## Task details
Can you format every line of the items below as a JSON list of strings, one string per line, with blank lines dropped? Leave the pictures out of the answer.

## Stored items
━━━━━━━━━━

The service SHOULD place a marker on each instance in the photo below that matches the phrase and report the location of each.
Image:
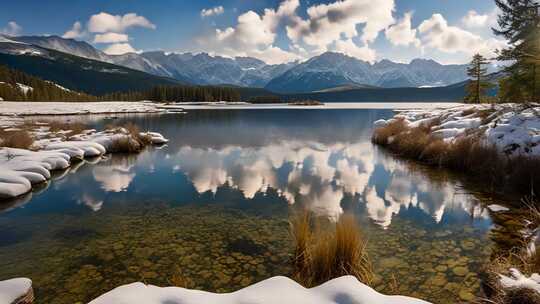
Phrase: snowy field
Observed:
(74, 108)
(344, 290)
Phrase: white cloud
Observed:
(402, 32)
(75, 32)
(111, 38)
(215, 11)
(437, 34)
(348, 47)
(119, 49)
(104, 22)
(475, 20)
(328, 23)
(254, 35)
(12, 29)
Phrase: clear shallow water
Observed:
(210, 210)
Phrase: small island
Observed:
(307, 102)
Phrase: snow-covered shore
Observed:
(512, 128)
(16, 291)
(20, 169)
(282, 290)
(326, 106)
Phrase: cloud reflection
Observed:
(320, 176)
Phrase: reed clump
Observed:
(524, 257)
(129, 139)
(19, 139)
(322, 255)
(481, 162)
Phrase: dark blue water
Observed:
(241, 166)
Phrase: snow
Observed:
(20, 169)
(59, 86)
(513, 128)
(283, 290)
(24, 88)
(74, 108)
(14, 289)
(497, 208)
(519, 280)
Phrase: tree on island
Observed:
(477, 87)
(519, 23)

━━━━━━━━━━

## Problem solution
[
  "The service SHOULD place a marker on each instance in the photo below that matches the phrase and report the location of each.",
  "Image:",
  "Phrase: snowy field",
  "Observed:",
  "(74, 108)",
  "(344, 290)",
  "Phrase: white cloud",
  "Observed:",
  "(402, 32)",
  "(75, 32)",
  "(111, 38)",
  "(215, 11)",
  "(437, 34)",
  "(348, 47)",
  "(119, 49)",
  "(104, 22)",
  "(475, 20)",
  "(328, 23)",
  "(254, 35)",
  "(12, 29)",
  "Phrase: clear shallow water",
  "Observed:",
  "(210, 210)",
  "Phrase: small island",
  "Observed:",
  "(307, 102)",
  "Phrase: snow-covered shore",
  "Observed:",
  "(512, 128)",
  "(16, 291)",
  "(20, 169)",
  "(282, 290)",
  "(326, 106)",
  "Phrase: cloud reflection",
  "Observed:",
  "(320, 176)",
  "Phrase: reed clump",
  "Observed:",
  "(524, 257)",
  "(129, 139)",
  "(19, 139)",
  "(322, 255)",
  "(481, 162)",
  "Phrase: dark blue water",
  "Observed:",
  "(241, 166)",
  "Phrase: snow",
  "Observed:",
  "(20, 169)",
  "(59, 86)",
  "(513, 128)",
  "(283, 290)",
  "(24, 88)",
  "(74, 108)",
  "(14, 289)",
  "(497, 208)",
  "(519, 280)",
  "Phrase: tree on island",
  "Observed:",
  "(477, 87)",
  "(519, 23)"
]